:: SUPPLIED MATERIAL

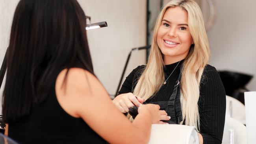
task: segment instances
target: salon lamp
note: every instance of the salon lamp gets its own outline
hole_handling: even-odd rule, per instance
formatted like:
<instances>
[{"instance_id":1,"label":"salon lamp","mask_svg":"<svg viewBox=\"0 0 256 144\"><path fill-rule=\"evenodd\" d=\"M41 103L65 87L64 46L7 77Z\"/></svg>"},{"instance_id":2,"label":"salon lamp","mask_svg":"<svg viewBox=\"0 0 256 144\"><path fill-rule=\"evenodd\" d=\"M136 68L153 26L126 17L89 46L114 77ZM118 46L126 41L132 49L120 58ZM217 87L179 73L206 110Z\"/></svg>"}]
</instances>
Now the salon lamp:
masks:
<instances>
[{"instance_id":1,"label":"salon lamp","mask_svg":"<svg viewBox=\"0 0 256 144\"><path fill-rule=\"evenodd\" d=\"M148 50L151 47L151 45L148 45L145 46L141 47L139 48L135 48L132 49L132 50L130 51L130 52L128 55L128 57L127 57L127 59L126 59L126 62L125 63L125 65L124 65L124 70L122 71L122 76L121 76L121 78L120 80L119 81L119 84L118 84L118 86L117 86L117 91L115 92L115 95L114 96L115 97L117 96L117 94L118 94L118 91L119 91L119 89L120 88L120 86L122 83L122 81L124 75L124 73L125 72L125 70L126 70L126 68L127 67L127 65L128 65L128 63L129 62L129 60L130 59L130 57L131 57L131 54L132 54L132 52L134 50Z\"/></svg>"},{"instance_id":2,"label":"salon lamp","mask_svg":"<svg viewBox=\"0 0 256 144\"><path fill-rule=\"evenodd\" d=\"M88 19L89 20L89 24L86 24L86 27L85 28L85 30L91 30L93 29L95 29L96 28L100 28L108 26L108 24L106 22L102 22L97 23L95 23L93 24L91 23L91 17L89 16L85 16L86 19Z\"/></svg>"}]
</instances>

::::

Reproduce the listing above with every "formatted like" changed to "in this format" and everything else kept the same. Leave out the pictures.

task: segment instances
target: salon lamp
note: every instance of the salon lamp gets its own outline
hole_handling: even-odd rule, per instance
in this format:
<instances>
[{"instance_id":1,"label":"salon lamp","mask_svg":"<svg viewBox=\"0 0 256 144\"><path fill-rule=\"evenodd\" d=\"M41 103L65 87L64 46L7 77Z\"/></svg>"},{"instance_id":2,"label":"salon lamp","mask_svg":"<svg viewBox=\"0 0 256 144\"><path fill-rule=\"evenodd\" d=\"M136 68L153 26L126 17L89 46L114 77ZM118 46L126 41L132 49L120 58ZM217 87L179 73L206 110Z\"/></svg>"}]
</instances>
Now the salon lamp:
masks:
<instances>
[{"instance_id":1,"label":"salon lamp","mask_svg":"<svg viewBox=\"0 0 256 144\"><path fill-rule=\"evenodd\" d=\"M148 50L151 47L151 45L148 45L145 46L141 47L139 48L135 48L132 49L132 50L130 51L130 52L128 55L128 57L127 57L127 59L126 59L126 62L125 63L125 65L124 65L124 70L122 71L122 76L121 76L121 78L120 80L119 81L119 84L118 84L118 86L117 86L117 91L115 92L115 95L114 96L115 97L117 96L117 94L118 94L118 91L119 91L119 89L120 88L120 86L122 83L122 81L124 75L124 73L125 72L125 70L126 70L126 68L127 67L127 65L128 65L128 63L129 62L129 60L130 59L130 57L131 57L131 54L132 54L132 52L134 50Z\"/></svg>"},{"instance_id":2,"label":"salon lamp","mask_svg":"<svg viewBox=\"0 0 256 144\"><path fill-rule=\"evenodd\" d=\"M88 19L89 20L89 24L86 24L86 27L85 28L85 30L91 30L93 29L95 29L96 28L100 28L108 26L108 24L106 22L102 22L97 23L95 23L93 24L91 23L91 17L89 16L85 16L86 19Z\"/></svg>"}]
</instances>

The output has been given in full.